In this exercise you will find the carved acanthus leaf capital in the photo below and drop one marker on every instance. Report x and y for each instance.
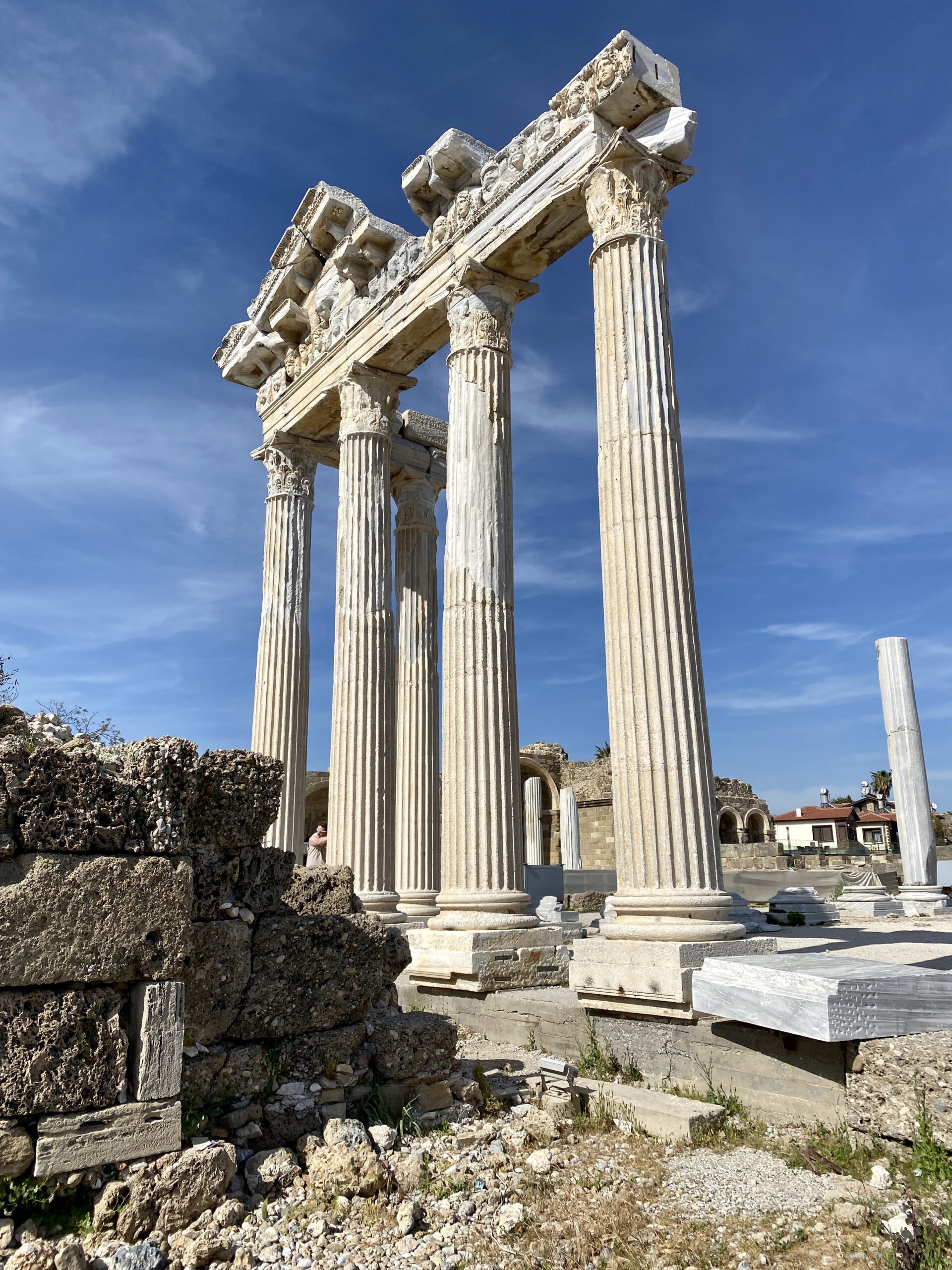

---

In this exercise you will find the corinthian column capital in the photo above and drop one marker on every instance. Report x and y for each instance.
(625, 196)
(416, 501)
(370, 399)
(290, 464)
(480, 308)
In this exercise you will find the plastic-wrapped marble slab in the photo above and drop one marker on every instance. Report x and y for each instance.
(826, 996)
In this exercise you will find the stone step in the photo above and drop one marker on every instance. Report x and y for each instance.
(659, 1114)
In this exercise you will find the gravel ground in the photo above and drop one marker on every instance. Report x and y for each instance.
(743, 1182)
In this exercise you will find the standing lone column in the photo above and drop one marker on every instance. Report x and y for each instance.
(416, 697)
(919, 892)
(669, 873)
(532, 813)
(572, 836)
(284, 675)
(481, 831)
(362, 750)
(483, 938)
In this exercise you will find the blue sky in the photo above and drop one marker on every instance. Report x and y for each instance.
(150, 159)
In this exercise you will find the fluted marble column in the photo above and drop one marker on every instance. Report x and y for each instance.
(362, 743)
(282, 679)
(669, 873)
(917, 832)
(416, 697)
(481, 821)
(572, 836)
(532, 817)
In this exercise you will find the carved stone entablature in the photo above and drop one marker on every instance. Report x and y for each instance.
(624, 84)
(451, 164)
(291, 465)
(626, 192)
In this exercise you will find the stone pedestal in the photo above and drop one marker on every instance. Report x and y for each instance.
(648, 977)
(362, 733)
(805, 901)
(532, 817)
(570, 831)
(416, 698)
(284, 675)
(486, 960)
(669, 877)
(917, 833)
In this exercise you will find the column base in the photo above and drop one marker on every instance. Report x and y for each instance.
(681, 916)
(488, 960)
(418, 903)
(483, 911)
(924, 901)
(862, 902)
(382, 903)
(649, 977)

AIM
Can you output the records from the line with "In this exercise you will find the gravel" up to and including the line with "(743, 1182)" as a numbered list, leaving out any blank lines?

ANSWER TO THE PROBLEM
1. In this exercise you will find the gravel ground in the photo above and drop one marker on every instance. Report x and y for each instance.
2. (743, 1182)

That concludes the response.